Panasonic believes more electric vehicles could benefit from implementing solar panels on their roofs.
The Japanese tech giant already provides the solar panel roof for the Toyota Prius Prime, which is the first automotive solar application that sources energy to the vehicle’s battery pack. Toyota says it’s only good for an additional 1.8- to 3.7-miles of driving range per charge, but that can work out to 10 percent of your total driving range over an annual period.
“Car roofs have the potential to become a new market for solar panels,” Panasonic’s Shingo Okamoto told Bloomberg. “We made history in the auto industry and in the solar industry with the sun powering mass-produced cars for the first time in the world.”
Nissan offers an optional roof-mounted solar panel on its Leaf EV, but it’s not powerful enough to provide charge to the battery. Instead, it helps power in-car electronics such as the climate control and infotainment system. The Prius Prime’s photovoltaic roof can charge the battery itself – a breakthrough both Toyota and Panasonic are hoping will lead to the more widespread use of the tech going forward.
While solar cells provide minimal gains right now, they may one day be able to have more of an impact on vehicle charging as the technology improves. Furthermore, automakers could design a vehicle’s body from the outset to wear solar panels, allowing them to maximize the number of cells for greater effect.
“We are aware that the panels are supplying only a small amount of electricity,” Prius engineer Shoichi Kaneko said. “But this system is still a breakthrough as we are making use of the energy we would be wasting otherwise.”

---

Work instruction:
Answer these questions from the solar car roof article:
1. For which vehicle does Panasonic already provide a solar panel roof?
2. What does the optional roof-mounted solar panel on the Nissan Leaf help power?
3. What is the name of the Prius engineer who is quoted?

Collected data
---

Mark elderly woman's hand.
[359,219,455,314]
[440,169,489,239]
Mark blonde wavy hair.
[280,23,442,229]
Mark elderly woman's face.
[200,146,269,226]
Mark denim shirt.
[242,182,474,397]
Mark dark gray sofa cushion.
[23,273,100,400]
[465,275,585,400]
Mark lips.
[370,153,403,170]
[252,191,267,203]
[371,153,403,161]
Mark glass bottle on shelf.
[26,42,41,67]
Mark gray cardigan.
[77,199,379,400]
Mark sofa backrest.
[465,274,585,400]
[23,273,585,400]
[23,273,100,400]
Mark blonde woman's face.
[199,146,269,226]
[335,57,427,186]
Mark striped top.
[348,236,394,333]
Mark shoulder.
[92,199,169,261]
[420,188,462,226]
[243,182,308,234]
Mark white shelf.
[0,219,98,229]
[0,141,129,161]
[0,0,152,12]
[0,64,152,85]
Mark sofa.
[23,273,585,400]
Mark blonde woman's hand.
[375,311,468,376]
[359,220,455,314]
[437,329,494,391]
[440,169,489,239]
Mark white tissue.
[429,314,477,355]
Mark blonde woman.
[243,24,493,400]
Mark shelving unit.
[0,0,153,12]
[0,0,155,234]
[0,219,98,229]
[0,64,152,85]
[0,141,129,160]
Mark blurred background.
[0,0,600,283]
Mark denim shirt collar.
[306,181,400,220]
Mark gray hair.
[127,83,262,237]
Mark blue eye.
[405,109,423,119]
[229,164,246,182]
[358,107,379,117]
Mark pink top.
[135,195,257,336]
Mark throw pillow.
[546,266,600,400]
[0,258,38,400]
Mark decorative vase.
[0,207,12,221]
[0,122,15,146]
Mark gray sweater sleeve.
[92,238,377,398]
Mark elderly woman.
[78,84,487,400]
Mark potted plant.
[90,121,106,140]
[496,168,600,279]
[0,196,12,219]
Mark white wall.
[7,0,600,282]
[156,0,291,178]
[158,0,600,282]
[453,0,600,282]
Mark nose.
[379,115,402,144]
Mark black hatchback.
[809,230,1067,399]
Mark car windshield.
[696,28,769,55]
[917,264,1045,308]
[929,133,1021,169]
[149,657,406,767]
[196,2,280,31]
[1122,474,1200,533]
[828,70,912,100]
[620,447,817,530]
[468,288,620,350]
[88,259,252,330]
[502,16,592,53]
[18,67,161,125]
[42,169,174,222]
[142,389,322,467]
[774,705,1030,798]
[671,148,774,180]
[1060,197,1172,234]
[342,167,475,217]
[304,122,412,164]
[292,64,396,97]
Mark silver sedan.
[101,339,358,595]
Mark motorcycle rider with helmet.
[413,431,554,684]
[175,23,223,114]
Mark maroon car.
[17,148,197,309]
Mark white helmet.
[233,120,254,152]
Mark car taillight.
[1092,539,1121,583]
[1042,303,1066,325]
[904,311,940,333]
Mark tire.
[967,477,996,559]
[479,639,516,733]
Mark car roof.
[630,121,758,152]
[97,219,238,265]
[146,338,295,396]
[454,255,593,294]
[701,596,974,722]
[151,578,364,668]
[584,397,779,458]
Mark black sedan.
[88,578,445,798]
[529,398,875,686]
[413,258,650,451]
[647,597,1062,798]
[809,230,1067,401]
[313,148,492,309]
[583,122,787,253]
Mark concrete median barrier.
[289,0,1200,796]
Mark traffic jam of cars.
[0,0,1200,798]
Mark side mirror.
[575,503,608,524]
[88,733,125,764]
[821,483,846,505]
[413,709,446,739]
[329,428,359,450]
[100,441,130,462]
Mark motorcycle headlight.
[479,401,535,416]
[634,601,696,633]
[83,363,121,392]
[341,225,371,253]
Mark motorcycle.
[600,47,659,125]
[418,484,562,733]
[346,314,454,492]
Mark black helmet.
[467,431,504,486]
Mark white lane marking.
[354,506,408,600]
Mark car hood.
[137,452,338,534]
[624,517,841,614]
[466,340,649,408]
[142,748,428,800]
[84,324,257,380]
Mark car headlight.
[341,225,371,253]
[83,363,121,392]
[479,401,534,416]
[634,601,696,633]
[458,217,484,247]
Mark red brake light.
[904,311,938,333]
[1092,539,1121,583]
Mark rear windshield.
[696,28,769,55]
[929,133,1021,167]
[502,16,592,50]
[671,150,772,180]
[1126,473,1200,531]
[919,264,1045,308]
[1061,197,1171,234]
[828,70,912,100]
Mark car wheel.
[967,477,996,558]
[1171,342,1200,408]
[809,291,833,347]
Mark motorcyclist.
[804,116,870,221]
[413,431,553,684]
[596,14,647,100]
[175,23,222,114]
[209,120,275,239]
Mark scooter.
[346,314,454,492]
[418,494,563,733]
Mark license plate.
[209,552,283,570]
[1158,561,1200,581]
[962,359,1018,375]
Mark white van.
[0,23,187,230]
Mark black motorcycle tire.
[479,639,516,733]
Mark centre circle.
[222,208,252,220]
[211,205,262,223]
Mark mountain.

---

Output for this exercise:
1. The Toyota Prius Prime
2. In-car electronics such as the climate control and infotainment system
3. Shoichi Kaneko